***** RECORDS PROVIDED *****

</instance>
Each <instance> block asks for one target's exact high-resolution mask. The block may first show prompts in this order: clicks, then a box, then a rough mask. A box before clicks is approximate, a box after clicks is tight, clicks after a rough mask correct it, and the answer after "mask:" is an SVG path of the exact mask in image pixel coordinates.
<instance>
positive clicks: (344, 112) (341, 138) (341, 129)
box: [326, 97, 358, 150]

*****

▸ **PROBLEM**:
Exact copies of all the records are to be printed.

▸ **TASK RESULT**:
</instance>
Each <instance> block asks for one target's exact high-resolution mask. The block may first show prompts in this order: clicks, then a box, then a rough mask. A box before clicks is approximate, a box after clicks is tight, clicks after a rough mask correct it, and the answer after "mask:" is an SVG path of the exact mask in image pixel coordinates.
<instance>
positive clicks: (344, 112) (341, 138) (341, 129)
box: [326, 97, 358, 150]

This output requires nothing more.